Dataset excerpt
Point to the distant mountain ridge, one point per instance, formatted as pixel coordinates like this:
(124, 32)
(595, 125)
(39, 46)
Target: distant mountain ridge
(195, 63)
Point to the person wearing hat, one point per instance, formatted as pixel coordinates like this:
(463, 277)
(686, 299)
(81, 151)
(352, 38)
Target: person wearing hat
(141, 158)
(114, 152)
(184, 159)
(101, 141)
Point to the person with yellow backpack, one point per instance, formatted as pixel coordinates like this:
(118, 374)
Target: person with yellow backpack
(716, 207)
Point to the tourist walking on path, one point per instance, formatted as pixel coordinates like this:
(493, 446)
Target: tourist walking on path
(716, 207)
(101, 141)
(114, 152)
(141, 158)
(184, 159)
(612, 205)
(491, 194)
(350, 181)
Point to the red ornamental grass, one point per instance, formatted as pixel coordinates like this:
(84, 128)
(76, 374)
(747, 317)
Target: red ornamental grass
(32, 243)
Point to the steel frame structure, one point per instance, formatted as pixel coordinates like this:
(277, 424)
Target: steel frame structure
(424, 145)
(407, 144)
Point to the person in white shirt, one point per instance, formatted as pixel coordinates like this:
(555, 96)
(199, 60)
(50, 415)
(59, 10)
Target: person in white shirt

Do this ::
Rescale the material above by reproducing every line, requests included, with each point coordinate in the answers multiplied by 2.45 and rounded to the nearest whole number, halves rounded up. Leave the sample coordinates in the requests unchanged.

Reply to the task ::
Point to the distant mountain ridge, one point per instance, formatted as pixel coordinates like this:
(124, 32)
(595, 125)
(39, 46)
Target: distant mountain ridge
(478, 154)
Point to the person wearing hat, one point per instance, formatted as pixel coordinates like this:
(463, 277)
(686, 299)
(81, 151)
(352, 38)
Target: person wearing hat
(345, 387)
(279, 372)
(451, 390)
(247, 345)
Point to the person with yellow backpack, one point per instance, formatted as pixel coordinates like this:
(118, 374)
Target: person with yellow backpack
(1754, 507)
Point to the tourist walking on path, one point per instance, formatted as pixel coordinates like this:
(493, 446)
Target: tourist walking on path
(1754, 507)
(247, 345)
(279, 372)
(345, 387)
(451, 390)
(1499, 502)
(1203, 475)
(858, 443)
Point to the red ornamental grass, one point per instance, formatted as pixel coordinates like this:
(84, 128)
(76, 374)
(747, 317)
Target: red ornamental grass
(78, 595)
Point to the steel frame structure, one point per instance, formatted as pixel coordinates like this:
(277, 424)
Target: steel frame structure
(1039, 355)
(997, 353)
Point to the person in white shirt, one point per instance, formatted as pixel coordinates like this:
(555, 96)
(199, 60)
(50, 415)
(59, 10)
Target: person in white shirt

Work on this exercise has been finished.